Given data ▸
***
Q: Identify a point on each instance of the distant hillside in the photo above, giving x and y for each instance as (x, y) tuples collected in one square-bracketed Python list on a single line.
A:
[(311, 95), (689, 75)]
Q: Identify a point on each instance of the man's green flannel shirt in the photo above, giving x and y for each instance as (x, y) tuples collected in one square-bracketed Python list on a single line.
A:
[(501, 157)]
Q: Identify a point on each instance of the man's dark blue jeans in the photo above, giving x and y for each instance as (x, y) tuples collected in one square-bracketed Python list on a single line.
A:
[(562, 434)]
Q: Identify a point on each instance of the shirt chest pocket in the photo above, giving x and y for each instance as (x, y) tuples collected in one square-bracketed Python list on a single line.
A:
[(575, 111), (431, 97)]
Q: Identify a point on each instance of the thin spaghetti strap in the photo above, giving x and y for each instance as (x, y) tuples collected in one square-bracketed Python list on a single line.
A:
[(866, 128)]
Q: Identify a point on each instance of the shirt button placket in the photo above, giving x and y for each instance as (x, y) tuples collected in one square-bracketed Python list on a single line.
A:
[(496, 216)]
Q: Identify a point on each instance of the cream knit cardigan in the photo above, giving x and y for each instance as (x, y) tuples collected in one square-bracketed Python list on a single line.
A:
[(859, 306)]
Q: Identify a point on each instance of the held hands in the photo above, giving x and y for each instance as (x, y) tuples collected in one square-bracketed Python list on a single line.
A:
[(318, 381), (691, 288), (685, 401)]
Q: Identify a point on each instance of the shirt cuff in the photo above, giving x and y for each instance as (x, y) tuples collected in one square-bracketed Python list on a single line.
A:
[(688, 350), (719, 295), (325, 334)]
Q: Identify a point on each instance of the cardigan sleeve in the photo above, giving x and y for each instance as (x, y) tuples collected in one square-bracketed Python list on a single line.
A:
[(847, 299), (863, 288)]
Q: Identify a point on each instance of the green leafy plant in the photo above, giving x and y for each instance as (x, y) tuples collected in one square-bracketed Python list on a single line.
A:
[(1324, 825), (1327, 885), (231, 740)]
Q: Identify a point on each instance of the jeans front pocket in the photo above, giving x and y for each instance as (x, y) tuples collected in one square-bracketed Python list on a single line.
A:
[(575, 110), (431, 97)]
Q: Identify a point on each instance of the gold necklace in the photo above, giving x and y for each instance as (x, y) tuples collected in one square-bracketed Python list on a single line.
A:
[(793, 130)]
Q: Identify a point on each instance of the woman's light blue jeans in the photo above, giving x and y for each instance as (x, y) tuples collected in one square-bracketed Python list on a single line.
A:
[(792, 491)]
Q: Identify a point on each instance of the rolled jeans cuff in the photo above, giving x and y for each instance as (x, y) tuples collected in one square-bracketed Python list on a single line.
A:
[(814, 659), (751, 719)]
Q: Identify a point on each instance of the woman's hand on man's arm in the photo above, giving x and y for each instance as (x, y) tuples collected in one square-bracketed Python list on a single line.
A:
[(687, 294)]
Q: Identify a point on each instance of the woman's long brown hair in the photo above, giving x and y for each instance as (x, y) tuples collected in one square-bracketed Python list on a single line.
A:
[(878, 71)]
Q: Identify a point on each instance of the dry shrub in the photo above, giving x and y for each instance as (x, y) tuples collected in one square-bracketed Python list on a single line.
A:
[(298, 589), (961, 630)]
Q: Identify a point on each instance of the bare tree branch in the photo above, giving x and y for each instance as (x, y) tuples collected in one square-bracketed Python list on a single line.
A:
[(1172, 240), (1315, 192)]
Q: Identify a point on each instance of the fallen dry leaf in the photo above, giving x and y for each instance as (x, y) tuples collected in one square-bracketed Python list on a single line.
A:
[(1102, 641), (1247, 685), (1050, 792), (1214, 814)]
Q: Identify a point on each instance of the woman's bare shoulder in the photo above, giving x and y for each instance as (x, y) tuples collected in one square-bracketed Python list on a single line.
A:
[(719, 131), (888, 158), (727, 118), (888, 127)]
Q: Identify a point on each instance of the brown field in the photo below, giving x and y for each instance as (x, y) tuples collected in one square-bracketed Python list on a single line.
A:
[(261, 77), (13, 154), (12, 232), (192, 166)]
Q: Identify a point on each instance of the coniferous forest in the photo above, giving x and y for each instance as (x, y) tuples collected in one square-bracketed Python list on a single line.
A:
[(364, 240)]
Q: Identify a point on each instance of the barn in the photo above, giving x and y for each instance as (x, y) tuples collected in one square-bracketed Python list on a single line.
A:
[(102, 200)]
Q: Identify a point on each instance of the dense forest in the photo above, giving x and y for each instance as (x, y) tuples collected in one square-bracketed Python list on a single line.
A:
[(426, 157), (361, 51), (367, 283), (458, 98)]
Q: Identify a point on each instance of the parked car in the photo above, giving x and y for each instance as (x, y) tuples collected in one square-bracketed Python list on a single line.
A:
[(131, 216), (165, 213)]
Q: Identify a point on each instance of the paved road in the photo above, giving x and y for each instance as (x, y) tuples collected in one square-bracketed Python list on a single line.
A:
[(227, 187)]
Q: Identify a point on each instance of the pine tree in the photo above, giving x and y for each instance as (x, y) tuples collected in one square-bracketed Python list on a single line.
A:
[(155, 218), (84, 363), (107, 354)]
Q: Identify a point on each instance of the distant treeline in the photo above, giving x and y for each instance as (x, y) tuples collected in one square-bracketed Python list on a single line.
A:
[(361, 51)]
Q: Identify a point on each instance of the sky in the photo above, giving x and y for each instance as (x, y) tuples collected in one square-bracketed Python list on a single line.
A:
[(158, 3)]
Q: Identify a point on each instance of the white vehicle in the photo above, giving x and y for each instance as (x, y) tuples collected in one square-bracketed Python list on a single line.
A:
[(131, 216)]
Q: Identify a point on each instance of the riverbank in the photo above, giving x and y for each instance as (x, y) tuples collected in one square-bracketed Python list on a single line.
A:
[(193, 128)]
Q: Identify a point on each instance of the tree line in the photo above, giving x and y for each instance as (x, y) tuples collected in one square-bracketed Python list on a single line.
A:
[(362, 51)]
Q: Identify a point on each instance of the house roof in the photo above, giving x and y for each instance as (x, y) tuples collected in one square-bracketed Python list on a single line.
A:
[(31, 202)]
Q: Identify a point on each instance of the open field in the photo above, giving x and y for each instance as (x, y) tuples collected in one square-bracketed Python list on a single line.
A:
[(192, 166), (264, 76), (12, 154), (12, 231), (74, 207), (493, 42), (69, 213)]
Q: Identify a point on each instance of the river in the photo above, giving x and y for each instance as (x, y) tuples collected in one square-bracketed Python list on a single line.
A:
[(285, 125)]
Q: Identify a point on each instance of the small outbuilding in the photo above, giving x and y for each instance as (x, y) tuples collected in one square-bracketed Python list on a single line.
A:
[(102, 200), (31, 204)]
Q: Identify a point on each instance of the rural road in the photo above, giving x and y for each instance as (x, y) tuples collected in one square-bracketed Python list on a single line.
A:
***
Work request ▸ Give back the full listing above verbatim.

Exercise answer ▸
Q: Identify a point on each instance of the distant hillside in the photo above, giving x and y for each instance as (x, y) tuples collected in one square-bracketed Python list on a single line.
A:
[(311, 95), (689, 75)]
Q: Identify a point on each instance of the man's green flannel shirt in the photo above, giving x and y for each instance as (x, y) tuples collected in one square-bracketed Python list on a single line.
A:
[(501, 157)]
Q: Identify a point on each instance of the man's dark blue jeans in the photo above, giving x and y for each instance as (x, y) tuples collected in one square-bracketed Python list on a single line.
A:
[(562, 434)]
Q: Identify a point on each instance of the shirt chest pocket in the photo above, giving x and y for each instance as (x, y) tuples collected in one square-bracketed Python list on a single line.
A:
[(575, 111), (431, 97)]
Q: Identify a point on each instance of the thin spaghetti strap in the photo above, giving x and y for each instance as (x, y) tuples collected in one square-bracketed Python list on a single line.
A:
[(866, 128)]
Q: Identify a point on each instance of the shirt button placket in the photo above, giving x and y for each instance as (x, y) tuples collected in one square-bracketed Python list on a single line.
A:
[(496, 216)]
Q: Identify a point on each instance of the cream knit cardigan in the photo above, giving x and y for each instance as (x, y) tuples collected in one square-bracketed Python list on a single line.
A:
[(859, 306)]
Q: Identify a point on each instance of the held hands in the photo above, giving x and y for each instance as (x, y) tuples collected in one square-bracketed Python list on a single line.
A:
[(318, 381), (691, 288), (685, 401)]
Q: Identify a point on each instance of the shirt cuff in the photo above, giving x and y for each instance as (x, y) tuples collected in one square-bracketed Python list on a single line.
A:
[(688, 350), (719, 295), (325, 334)]
Q: Identify a point on each instance of the cardigan sleeve in the photo above, giving x and y for each instance as (x, y) tuples collected in one square-bracketed Python list on a single line.
A:
[(847, 299), (863, 288)]
Q: Identify a point on each instance of the green leafy plant in the photo above, giving x and y for each instance as (x, y) tuples collected in one square-bracketed Python list on a single line.
A:
[(1324, 825), (1327, 885), (231, 740)]
Q: Identify a point on each instance of the jeans front pocket in the photo above, giving x and y for each instance as (x, y) tuples collected in one square-bracketed Python list on a single line.
A:
[(575, 110), (431, 97)]
Q: Identify a point on each instance of the gold necklace in the photo above, giving x and y for each instance as (x, y) tuples collected in one square-bracketed Python list on a single line.
A:
[(793, 130)]
Q: Identify a point on each instance of the woman's light blue jeans in the photo above, giving x and y for each instance as (x, y) tuples collected in one square-bracketed Python list on a single line.
A:
[(792, 491)]
Q: Identify a point on each instance of the rolled jeans cuff in the photo above, giving x and y for each instance as (x, y) tuples collected in one square-bracketed Python list on a single line.
A:
[(814, 659), (751, 719)]
Q: Identify a point on each instance of the woman's hand on man's arm in the photo above, giving x and y for each instance as (x, y) tuples collected in one square-bracketed Python list on a single line.
A:
[(687, 294)]
Q: Identify a point on each instance of the woman's long brown hair in the photo above, giving x and y for each instance as (x, y) tuples collected in one square-bracketed Python list on a single line.
A:
[(878, 71)]
Q: Identify a point on each instance of the dry shrub in the photo above, giving x and y for each instance as (x, y) tuples collected in one square-bracketed Python list on a single line.
A:
[(298, 589), (961, 630)]
Q: Identify a point on each instance of the bare tree branch in the photo above, giving x and y for each instance as (x, y) tuples collected in one square-bracketed Python list on a single line.
A:
[(1172, 240), (1315, 192)]
Q: Identify a point on each instance of the fallen dry leaf in the photo above, giving x and y for each instance as (x, y) tuples collected in one square-bracketed Python list on a single line.
A:
[(1102, 641), (1247, 685), (1050, 792), (1214, 814)]
Q: Identify a point on each instance of the woman's bare shoulder in the photo above, giving x and y for each instance as (x, y) tuples collected in one square-bracketed Python list on a single line.
A:
[(719, 131), (888, 158), (727, 118), (888, 127)]
Q: Identify a point on each instance of the brown field in the photo below, giving x and y for each instance as (x, y) tuples collected in one square-bracketed Python list on a single line.
A:
[(261, 77), (13, 154), (12, 232), (192, 166)]
Q: Identify a point on each instance of the coniferous forest in the photo above, giving x and y for each instance as (x, y) tuples collected in one square-bracketed Python list on a single line.
A:
[(364, 240)]
Q: Identify a point on each instance of the barn in the photo above, giving x and y for each instance as (x, y) tuples collected in one square-bracketed Python list on a single line.
A:
[(102, 200)]
Q: Identify a point on each instance of the dense forest in the photo above, giving x and y for each instance as (x, y) tuples collected in one square-bracketed Python list on a single line.
A:
[(426, 157), (361, 51), (367, 283), (458, 98)]
Q: Identify a point on each instance of the parked car in the photo above, giving x and y for each instance as (x, y) tuples collected in one square-bracketed Python list on a single line.
A:
[(131, 216), (165, 213)]
Q: Identify a point on each instance of the paved road in the photo above, giving x and y for each instance as (x, y) tuples collected in one square-bracketed Python list on a single line.
A:
[(227, 187)]
Q: Identify a point on each instance of the pine tree in the photo above, giving x and y for each instance as (x, y) tuples collected in one square-bracketed Python list on a single line.
A:
[(155, 218), (84, 363), (107, 354)]
Q: Identify a point on each instance of the distant treeline in the photo above, giving x and y for each instance as (x, y) tuples collected in one square-bracketed Python list on a single line.
A:
[(361, 51)]
Q: Identify a point on each instance of the sky in the photo above, giving x and y for each instance as (x, y) tuples collected in one square-bracketed Python list on a single line.
A:
[(158, 3)]
Q: Identify a point on each instance of the white vehicle in the photo above, giving x and y for each instance as (x, y) tuples collected in one square-bracketed Python list on a single line.
A:
[(131, 216)]
Q: Identify a point on each instance of the riverbank in the photo above, giving x and y for each instance as (x, y) tuples collected in one square-bracketed Python list on a single line.
A:
[(193, 128)]
Q: Identify a point on each instance of the tree line in the photo above, giving x and y for each instance as (x, y) tuples collected in one square-bracketed Python list on a single line.
A:
[(362, 51)]
Q: Identify a point on each instance of the house roof in the photo above, giving x and y for each instance as (x, y) tuples collected in one square-bracketed Python list on a single line.
A:
[(31, 202)]
Q: Identify a point on each instance of the open field in the photo above, giving x and y for each instance as (x, y) tuples collected in one square-bracketed Python list on a single line.
A:
[(192, 166), (264, 76), (12, 154), (12, 231), (74, 207), (493, 42), (69, 213)]
Q: Identify a point on each instance of the river in the photo above, giving x and y for each instance as (x, y) tuples collected in one square-bracketed Python list on a single line.
A:
[(285, 125)]
Q: Identify a point on each instance of the small outbuilding in the photo above, giving x and y for each instance as (x, y) tuples collected in one square-bracketed Python list on a single line.
A:
[(102, 200), (31, 204)]
Q: Identify a point on each instance of the rural road in the photo above, giving x and y for each instance as (x, y) tuples collected in one square-bracketed Python list on a single line.
A:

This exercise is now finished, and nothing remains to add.